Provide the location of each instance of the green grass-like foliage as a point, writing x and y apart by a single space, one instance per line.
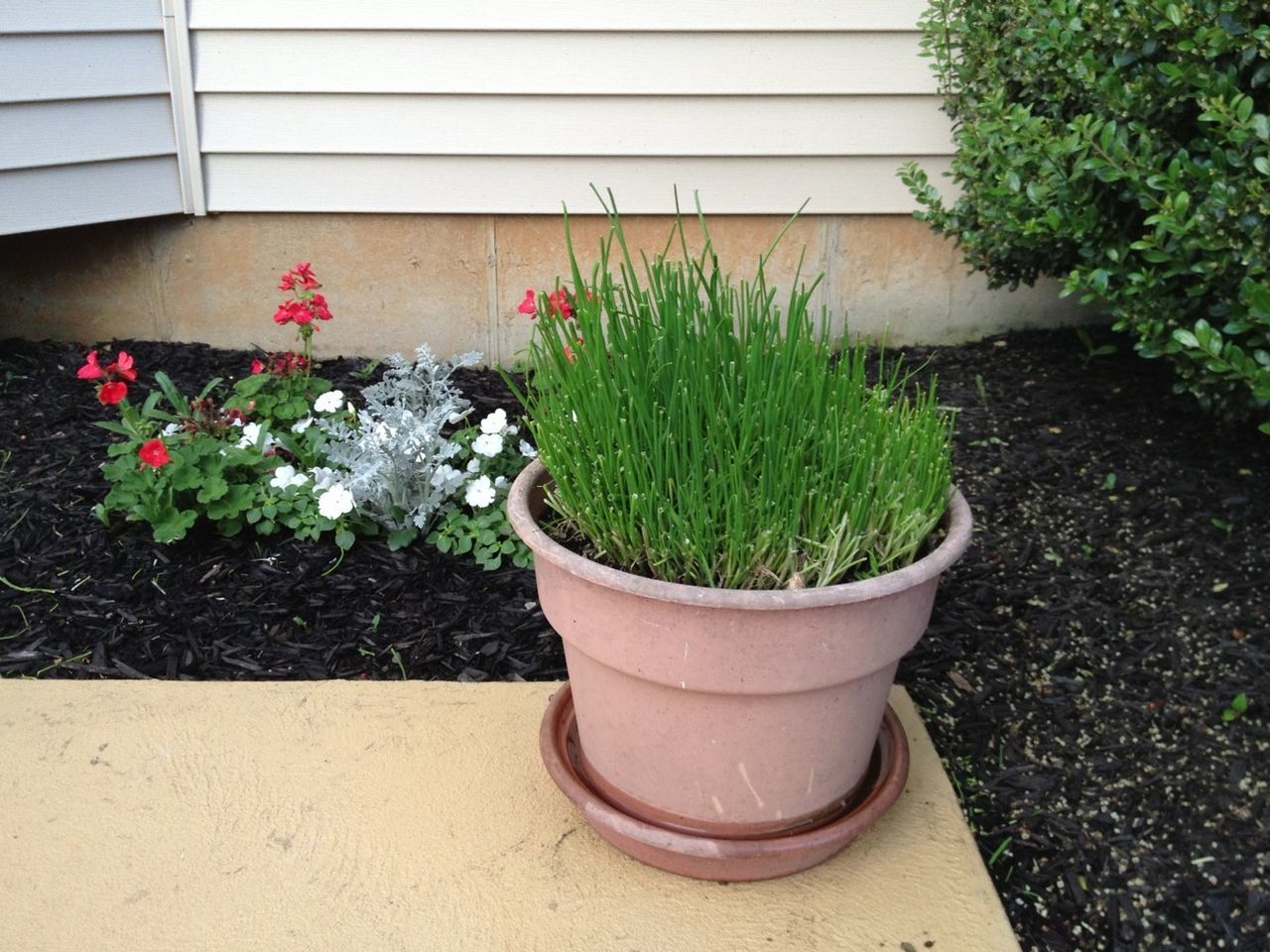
697 433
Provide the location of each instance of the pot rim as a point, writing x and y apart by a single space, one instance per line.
956 522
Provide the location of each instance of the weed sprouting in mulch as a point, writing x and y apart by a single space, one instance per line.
1080 676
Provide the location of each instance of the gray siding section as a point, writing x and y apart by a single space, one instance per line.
86 130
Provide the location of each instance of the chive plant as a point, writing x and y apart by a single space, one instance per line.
698 433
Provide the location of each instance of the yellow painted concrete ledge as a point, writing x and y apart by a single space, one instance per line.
343 815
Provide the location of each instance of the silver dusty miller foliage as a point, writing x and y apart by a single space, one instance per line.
395 449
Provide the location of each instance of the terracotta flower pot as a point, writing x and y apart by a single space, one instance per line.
722 712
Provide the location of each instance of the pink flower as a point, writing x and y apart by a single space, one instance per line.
320 309
305 273
112 393
122 367
154 453
91 370
561 303
295 311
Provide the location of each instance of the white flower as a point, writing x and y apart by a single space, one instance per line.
488 444
335 502
252 435
445 477
480 493
495 422
329 402
286 476
324 477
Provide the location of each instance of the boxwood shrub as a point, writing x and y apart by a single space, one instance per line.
1123 148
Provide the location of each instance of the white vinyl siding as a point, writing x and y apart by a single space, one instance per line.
507 107
539 184
86 128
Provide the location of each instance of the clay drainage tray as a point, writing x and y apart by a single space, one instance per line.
731 860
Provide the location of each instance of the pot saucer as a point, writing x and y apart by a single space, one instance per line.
731 860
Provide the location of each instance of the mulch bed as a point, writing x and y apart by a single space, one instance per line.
1114 602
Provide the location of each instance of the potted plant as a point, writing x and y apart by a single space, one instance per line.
737 534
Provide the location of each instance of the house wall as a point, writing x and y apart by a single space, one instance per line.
453 281
420 154
86 128
506 107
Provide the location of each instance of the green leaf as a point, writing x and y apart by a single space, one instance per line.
173 525
400 538
175 397
1187 339
213 488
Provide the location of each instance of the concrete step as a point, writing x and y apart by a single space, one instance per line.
353 815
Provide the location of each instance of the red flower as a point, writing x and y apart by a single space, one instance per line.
112 393
154 453
91 370
305 273
295 311
122 367
561 303
320 311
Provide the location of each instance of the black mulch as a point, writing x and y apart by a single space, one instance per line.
1115 601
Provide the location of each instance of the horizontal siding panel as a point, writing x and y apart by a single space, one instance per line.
85 130
557 16
595 63
536 185
32 199
79 16
95 64
462 125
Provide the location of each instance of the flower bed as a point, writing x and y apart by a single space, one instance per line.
1078 675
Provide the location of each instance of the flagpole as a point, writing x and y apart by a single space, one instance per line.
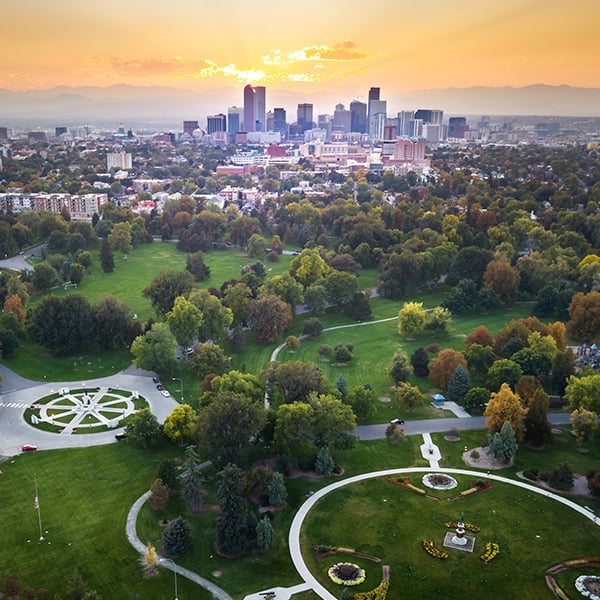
37 506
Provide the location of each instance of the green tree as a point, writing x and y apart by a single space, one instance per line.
179 425
142 429
409 397
226 426
167 286
411 318
459 385
177 537
232 520
156 350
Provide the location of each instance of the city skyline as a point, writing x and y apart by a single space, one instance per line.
337 49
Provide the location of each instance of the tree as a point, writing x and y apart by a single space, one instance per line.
362 401
420 362
226 426
269 317
459 385
142 429
324 461
502 444
184 320
411 318
179 425
196 266
120 237
232 521
293 381
312 328
442 368
584 310
503 280
107 260
264 534
409 397
44 277
475 398
167 286
159 495
584 423
177 537
503 371
155 350
277 491
112 322
398 369
505 405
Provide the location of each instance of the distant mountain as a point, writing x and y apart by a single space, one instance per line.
162 107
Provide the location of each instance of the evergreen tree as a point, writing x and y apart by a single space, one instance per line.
106 257
232 520
502 445
177 537
277 491
264 534
459 385
324 461
420 362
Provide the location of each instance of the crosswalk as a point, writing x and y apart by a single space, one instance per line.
14 404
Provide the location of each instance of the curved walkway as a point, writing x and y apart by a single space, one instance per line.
134 540
294 535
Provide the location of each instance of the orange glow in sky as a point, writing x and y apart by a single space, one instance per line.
342 46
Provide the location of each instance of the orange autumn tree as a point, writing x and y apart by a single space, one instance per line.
505 405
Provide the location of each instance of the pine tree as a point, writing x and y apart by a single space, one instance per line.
177 537
324 461
277 491
420 362
232 520
264 534
459 385
106 257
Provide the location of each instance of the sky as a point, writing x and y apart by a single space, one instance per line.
305 46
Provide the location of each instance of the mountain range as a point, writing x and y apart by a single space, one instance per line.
165 108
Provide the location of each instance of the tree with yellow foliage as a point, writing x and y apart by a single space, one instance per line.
505 405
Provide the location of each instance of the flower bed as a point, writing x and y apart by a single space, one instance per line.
430 547
439 481
491 551
346 574
467 526
379 593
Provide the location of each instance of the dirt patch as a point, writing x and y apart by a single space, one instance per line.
485 460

◇ ◇ ◇ ◇

__About this task__:
Write out all the material verbatim, images excluded.

__Reply to the exercise__:
Provide the location of each instance of the green grass-like foliage as a point, writing x and y apart by a single space, one instance per line.
697 433
Provide the location of each instance of the pot rim as a point, writing x and y apart by a single space, one instance per line.
956 522
Provide the location of each instance of the weed sprouting in mulch as a point, writing x and y apart by a single space, one instance per line.
1080 676
Provide the location of each instance of the gray siding section as a point, writing x and y apart by a single space, one instance per line.
86 130
Provide the location of each instance of the chive plant as a point, writing x and y apart by a single space, one instance per line.
698 433
Provide the location of each instance of the yellow painted concrete ledge as a point, writing x and y apart by a single space, one instance per line.
343 815
Provide the location of each instance of the silver dusty miller foliage as a point, writing x and y apart by a single space, one instance per line.
395 449
Provide the location of each instance of the terracotta flower pot as a point, writing x and y apart by a single space, one instance per line.
722 712
Provide the location of each instance of the pink flower as a point, writing x and y apart by a single space, one instance per line.
320 309
305 273
112 393
122 367
154 453
91 370
561 303
295 311
Provide the location of each instance of the white flower as a point, writing x and y apart by a single space, one instance per line.
488 444
335 502
252 435
445 477
480 493
495 422
329 402
286 476
324 477
Provide the location of each instance of the boxwood shrub as a point, writing x and y apart by a single space, one instance per line.
1123 148
Provide the location of each instance of the white vinyl siding as a point, writing x and y apart by a single space, one instance per line.
507 107
539 184
86 128
Provide the location of each instance of the clay drainage tray as a point, writing x and y apart by a single space, one instance per line.
731 860
Provide the location of each instance of the pot saucer as a point, writing x and y apart by a single space, one instance per line.
731 860
Provide the location of each instance of the mulch bed as a point, writing x and y apart by a single space, one instance per line.
1114 602
Provide the location of each instance of the potted plant as a point, writing x and y apart by a single space, one instance per line.
737 534
Provide the location of each instance of the house wall as a point, writing x and y apart by a single space, one instance per line.
453 281
420 154
86 128
506 107
Provide the location of each instance of the green leaf as a point, writing x and y apart by a single space, one instance per line.
173 525
400 538
175 397
1187 339
213 488
Provide the location of each instance of the concrete step as a point, writing x and y apart by a single space, one instance per line.
353 815
Provide the location of each instance of the red flower as a point, writing x and y apart by a single space, one instance per line.
112 393
154 453
91 370
305 273
295 311
122 367
561 303
320 311
Provide the location of each instance of the black mulch as a point, writing x and y apart by a single space, one instance per line.
1115 601
Provide the location of each instance of the horizontal siding panel as a point, writing x and y apart by a single space, one instance per line.
85 130
557 16
595 63
536 185
32 199
79 16
95 64
462 125
Provide the location of each instance of the flower bed as a point, writing x and y apart by a single space, one instance per line.
1078 675
Provide the location of each instance of the flagpole as a point, writing x and y apart by a single space, one instance per line.
37 506
Provide the location of each instance of the green tree as a point, writing x and y apart by a single space, one instance per line.
179 425
142 429
409 397
226 426
167 286
411 318
459 385
177 537
232 520
156 350
Provide the location of each instance of the city skyline as a point, writing x and y apart by a single space, one instance per line.
337 49
Provide the location of each instance of the tree as a point, writing x and y apart by a single space, one instance per line.
362 401
420 362
226 426
269 317
459 385
142 429
324 461
502 444
184 320
411 318
179 425
196 266
120 237
232 521
293 381
312 328
442 368
584 310
503 280
107 260
264 534
409 397
44 277
475 398
167 286
159 495
584 423
177 537
503 371
155 350
277 491
112 322
398 369
505 405
Provide the location of each instance of the distant mountain as a point, writing x and y apart by a single space, one instance per line.
162 107
Provide the location of each instance of the evergreen tree as a point, writing x and y apart by a single space, one instance per line.
106 257
232 520
502 445
177 537
277 491
264 534
459 385
324 461
420 362
Provide the location of each instance of the crosswalk as a point, writing x and y apart by a single space, one instance per line.
14 404
Provide the location of each instance of the curved walkway as a point, writing x and y apart by a single space, one instance per line.
134 540
294 535
Provide the location of each instance of the orange glow in sky as a point, writing x and y apart by a single space, one instance per line.
342 46
Provide the location of each instance of the orange autumn tree as a point, writing x and y apart by a single space, one instance per line.
505 405
Provide the location of each instance of the pine tree as a point, writing x and y apart by a single space, one instance per line.
177 537
324 461
277 491
420 362
232 520
264 534
459 385
106 257
Provide the location of each instance of the sky as a point, writing x and y apart by a single space, one instance per line.
305 46
Provide the location of each instance of the mountain range as a point, writing x and y apart by a single space, one instance per line.
165 108
Provide the location of each instance of the tree with yellow foliage as a point, writing x and y apart by a single space, one instance per line.
505 405
Provide the location of each instance of the flower bed as a point, writing x and y apart by a single space, one instance per line.
430 547
439 481
491 551
346 574
467 526
379 593
Provide the location of each instance of the dirt patch as a point, writing x and y apart by a single space, one instance per line.
485 460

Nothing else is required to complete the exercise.